What needs to be done: All of the entries should be written out again exactly.

Records contained in a dataset
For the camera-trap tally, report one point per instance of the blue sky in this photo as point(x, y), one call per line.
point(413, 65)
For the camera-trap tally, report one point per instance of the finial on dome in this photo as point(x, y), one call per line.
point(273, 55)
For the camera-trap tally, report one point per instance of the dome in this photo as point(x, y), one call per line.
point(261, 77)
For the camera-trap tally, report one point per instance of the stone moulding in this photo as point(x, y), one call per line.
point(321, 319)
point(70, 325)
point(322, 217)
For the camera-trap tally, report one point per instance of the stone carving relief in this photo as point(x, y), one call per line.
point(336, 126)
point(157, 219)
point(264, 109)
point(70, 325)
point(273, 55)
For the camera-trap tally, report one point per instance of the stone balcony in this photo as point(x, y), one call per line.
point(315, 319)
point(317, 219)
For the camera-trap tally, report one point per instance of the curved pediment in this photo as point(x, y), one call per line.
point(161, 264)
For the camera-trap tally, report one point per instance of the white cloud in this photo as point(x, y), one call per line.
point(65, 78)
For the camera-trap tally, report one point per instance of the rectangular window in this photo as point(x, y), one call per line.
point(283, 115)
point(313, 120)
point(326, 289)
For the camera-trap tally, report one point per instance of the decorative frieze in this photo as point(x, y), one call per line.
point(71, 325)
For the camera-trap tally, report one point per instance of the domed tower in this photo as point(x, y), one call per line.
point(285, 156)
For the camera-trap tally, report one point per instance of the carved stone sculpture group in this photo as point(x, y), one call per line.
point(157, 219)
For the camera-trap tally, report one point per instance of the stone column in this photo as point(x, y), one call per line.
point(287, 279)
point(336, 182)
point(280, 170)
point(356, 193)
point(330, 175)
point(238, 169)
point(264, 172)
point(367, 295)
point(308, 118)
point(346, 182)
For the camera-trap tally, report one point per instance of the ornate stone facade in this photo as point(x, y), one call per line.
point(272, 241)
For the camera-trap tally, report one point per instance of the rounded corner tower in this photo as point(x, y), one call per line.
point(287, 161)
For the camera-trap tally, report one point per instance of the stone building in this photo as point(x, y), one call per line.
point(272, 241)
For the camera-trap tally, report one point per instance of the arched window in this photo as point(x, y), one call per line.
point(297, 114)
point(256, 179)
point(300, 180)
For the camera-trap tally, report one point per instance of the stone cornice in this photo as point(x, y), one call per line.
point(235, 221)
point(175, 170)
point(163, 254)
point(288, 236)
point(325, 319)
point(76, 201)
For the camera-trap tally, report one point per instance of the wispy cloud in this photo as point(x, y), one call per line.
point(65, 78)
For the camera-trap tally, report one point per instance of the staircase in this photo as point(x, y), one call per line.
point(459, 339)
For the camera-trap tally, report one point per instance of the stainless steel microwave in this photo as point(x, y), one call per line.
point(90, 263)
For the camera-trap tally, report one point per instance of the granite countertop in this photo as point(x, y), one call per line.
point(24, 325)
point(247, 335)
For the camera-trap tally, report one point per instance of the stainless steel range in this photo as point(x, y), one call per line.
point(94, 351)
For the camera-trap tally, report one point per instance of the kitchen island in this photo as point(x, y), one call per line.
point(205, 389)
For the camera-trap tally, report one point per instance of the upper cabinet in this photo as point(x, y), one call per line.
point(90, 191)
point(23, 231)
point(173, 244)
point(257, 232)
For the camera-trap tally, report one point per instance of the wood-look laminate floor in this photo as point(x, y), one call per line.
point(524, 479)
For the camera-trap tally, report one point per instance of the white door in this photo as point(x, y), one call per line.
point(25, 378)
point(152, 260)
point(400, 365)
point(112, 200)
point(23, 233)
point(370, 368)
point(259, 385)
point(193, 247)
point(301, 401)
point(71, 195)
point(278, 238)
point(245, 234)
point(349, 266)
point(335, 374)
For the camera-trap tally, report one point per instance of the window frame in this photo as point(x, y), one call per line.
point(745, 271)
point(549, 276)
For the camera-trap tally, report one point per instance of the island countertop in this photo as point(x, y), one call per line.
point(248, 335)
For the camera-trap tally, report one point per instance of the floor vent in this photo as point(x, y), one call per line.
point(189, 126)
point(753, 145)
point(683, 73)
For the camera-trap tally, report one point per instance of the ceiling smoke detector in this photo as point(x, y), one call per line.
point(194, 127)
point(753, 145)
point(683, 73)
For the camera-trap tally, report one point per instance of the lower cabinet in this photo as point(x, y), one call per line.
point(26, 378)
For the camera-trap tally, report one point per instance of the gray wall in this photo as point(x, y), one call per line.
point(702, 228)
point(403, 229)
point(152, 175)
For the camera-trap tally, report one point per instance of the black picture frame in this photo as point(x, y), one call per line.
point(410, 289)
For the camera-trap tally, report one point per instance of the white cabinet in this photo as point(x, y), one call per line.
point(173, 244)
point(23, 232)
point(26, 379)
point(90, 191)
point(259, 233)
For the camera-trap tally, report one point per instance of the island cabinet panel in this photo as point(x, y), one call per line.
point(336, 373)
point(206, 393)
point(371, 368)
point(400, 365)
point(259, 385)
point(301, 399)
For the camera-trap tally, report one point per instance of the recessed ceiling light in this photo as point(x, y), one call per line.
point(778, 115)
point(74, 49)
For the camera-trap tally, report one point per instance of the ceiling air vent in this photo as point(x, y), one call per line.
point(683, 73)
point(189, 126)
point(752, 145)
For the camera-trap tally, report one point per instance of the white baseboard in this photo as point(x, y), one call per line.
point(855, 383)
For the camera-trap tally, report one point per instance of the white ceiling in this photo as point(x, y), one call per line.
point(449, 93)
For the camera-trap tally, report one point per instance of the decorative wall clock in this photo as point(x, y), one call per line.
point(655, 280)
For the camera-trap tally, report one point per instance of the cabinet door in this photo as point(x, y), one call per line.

Task answer:
For the camera-trap tally, report one point per instance of the blue sky in this photo as point(x, y), one call per line.
point(413, 65)
For the camera-trap tally, report one point per instance of the finial on dome in this photo as point(x, y), one call per line.
point(273, 55)
For the camera-trap tally, report one point per instance of the dome in this photo as point(x, y), one call per line.
point(261, 77)
For the camera-trap tally, report one point per instance of the stone moulding in this photo as point(x, y), one call per line.
point(321, 319)
point(70, 325)
point(322, 217)
For the camera-trap tally, report one point per instance of the stone carving relief in this photo as point(x, y), one call per line.
point(336, 126)
point(157, 219)
point(264, 109)
point(70, 325)
point(273, 55)
For the camera-trap tally, report one point per instance of the stone balcony in this photo as point(x, y), one call per line.
point(315, 319)
point(317, 219)
For the camera-trap tally, report one point per instance of the curved pediment in this photo as point(x, y), one call per line.
point(161, 264)
For the camera-trap tally, report one point per instance of the white cloud in this photo as point(x, y), one call per line.
point(65, 78)
For the camera-trap tally, report one point per instance of the rectangular window in this photo as point(x, y), one call per line.
point(283, 115)
point(313, 120)
point(326, 289)
For the camera-trap tally, report one point per instance of the decorative frieze in this photo as point(x, y), one call per line.
point(71, 325)
For the camera-trap tally, report one point per instance of the domed tower in this photo as point(x, y), one call per line.
point(285, 156)
For the camera-trap tally, report one point per instance of the carved stone sculpture group in this photo as point(x, y), one call per line.
point(157, 219)
For the camera-trap tally, report one point per instance of the stone column in this photo as point(x, y), one call per line.
point(287, 279)
point(336, 182)
point(280, 170)
point(356, 193)
point(330, 175)
point(238, 169)
point(264, 172)
point(367, 295)
point(308, 118)
point(346, 182)
For the camera-trap tally, report one point per instance of the ornate stone facade in this photo as point(x, y), one call per line.
point(272, 241)
For the camera-trap tally, report one point per instance of the rounded corner tower in this photo as point(x, y), one call per line.
point(287, 161)
For the camera-trap tally, report one point per instance of the stone building in this photo as point(x, y), one call per line.
point(272, 241)
For the camera-trap tally, report one point per instance of the arched window in this photo as point(x, y), one call per line.
point(297, 114)
point(256, 179)
point(300, 180)
For the camera-trap tally, report one point per instance of the stone cornice in this photo as point(x, y), one call per line.
point(235, 221)
point(175, 170)
point(163, 254)
point(288, 236)
point(325, 319)
point(76, 201)
For the camera-trap tally, report one point per instance of the wispy cloud in this photo as point(x, y), one call per line.
point(65, 78)
For the camera-trap tally, report one point per instance of the staircase in this photo as point(x, y), one call per line.
point(459, 339)
For the camera-trap tally, report one point per instance of the stainless steel microwave in this photo as point(x, y), one call per line.
point(90, 263)
For the camera-trap tally, report one point per instance of the granite countertop in this photo as point(x, y), one call per line.
point(24, 325)
point(247, 335)
For the camera-trap tally, report one point per instance of the stainless steel range in this photo as point(x, y), one call per line.
point(94, 351)
For the camera-trap tally, report one point per instance of the kitchen island in this photo as point(x, y), one call per line.
point(205, 389)
For the camera-trap tally, report one point per instance of the upper cabinet in this photo as point(x, y), one call per line.
point(90, 191)
point(23, 231)
point(173, 244)
point(257, 232)
For the camera-trap tally, report one point per instance of the wood-look laminate floor in this photo as point(x, y), one call per line.
point(524, 479)
For the camera-trap tally, report one point per instance of the white door in this photo as point(x, y), one call per line.
point(25, 378)
point(152, 260)
point(400, 365)
point(112, 200)
point(23, 233)
point(370, 368)
point(259, 385)
point(193, 247)
point(301, 401)
point(71, 195)
point(278, 238)
point(245, 234)
point(349, 266)
point(335, 374)
For the camera-trap tally, report one point per instance of the window frame in this photo as point(x, y), one call per line.
point(745, 271)
point(549, 276)
For the camera-trap tally, report one point per instance of the island countertop in this photo as point(x, y), one call per line.
point(248, 335)
For the camera-trap tally, report one point per instance of the floor vent in this photo as point(x, y), one call per line.
point(189, 126)
point(753, 145)
point(683, 73)
For the camera-trap tally, report one point per instance of the ceiling smoke detector in this photo as point(x, y), one call per line.
point(194, 127)
point(753, 145)
point(683, 73)
For the camera-trap tally, report one point per instance of the lower cabinet in this photo as point(x, y), one call per line.
point(26, 378)
For the camera-trap tally, report one point per instance of the gray wall in this photo as point(x, y), one call per line.
point(702, 228)
point(403, 229)
point(152, 175)
For the camera-trap tally, report one point per instance of the black picture frame in this photo as point(x, y), one call per line.
point(410, 289)
For the camera-trap tally, report one point per instance of the white cabinet in this photo as point(x, y), one call per line.
point(173, 244)
point(23, 232)
point(26, 379)
point(90, 191)
point(259, 233)
For the camera-trap tally, report one point per instance of the island cabinet panel in this photo as point(x, y), one call per line.
point(336, 373)
point(206, 393)
point(371, 368)
point(400, 365)
point(259, 385)
point(301, 399)
For the camera-trap tally, report one point per instance of the recessed ceiling light in this photo as point(x, y), one call per line.
point(778, 115)
point(74, 49)
For the camera-trap tally, report one point per instance of the ceiling air vent in this photo as point(x, y), one call per line.
point(683, 73)
point(189, 126)
point(752, 145)
For the camera-trap tally, report one point per instance of the white baseboard in this photo as point(x, y), one call per line.
point(855, 383)
For the camera-trap tally, report one point per instance of the white ceiling in this photo as point(x, y), one call per line.
point(449, 93)
For the camera-trap tally, report one point per instance of the decorative wall clock in this photo as point(x, y), one call per line.
point(655, 280)
For the camera-trap tally, report one point per instance of the cabinet door in this photo as point(x, y), one call per line.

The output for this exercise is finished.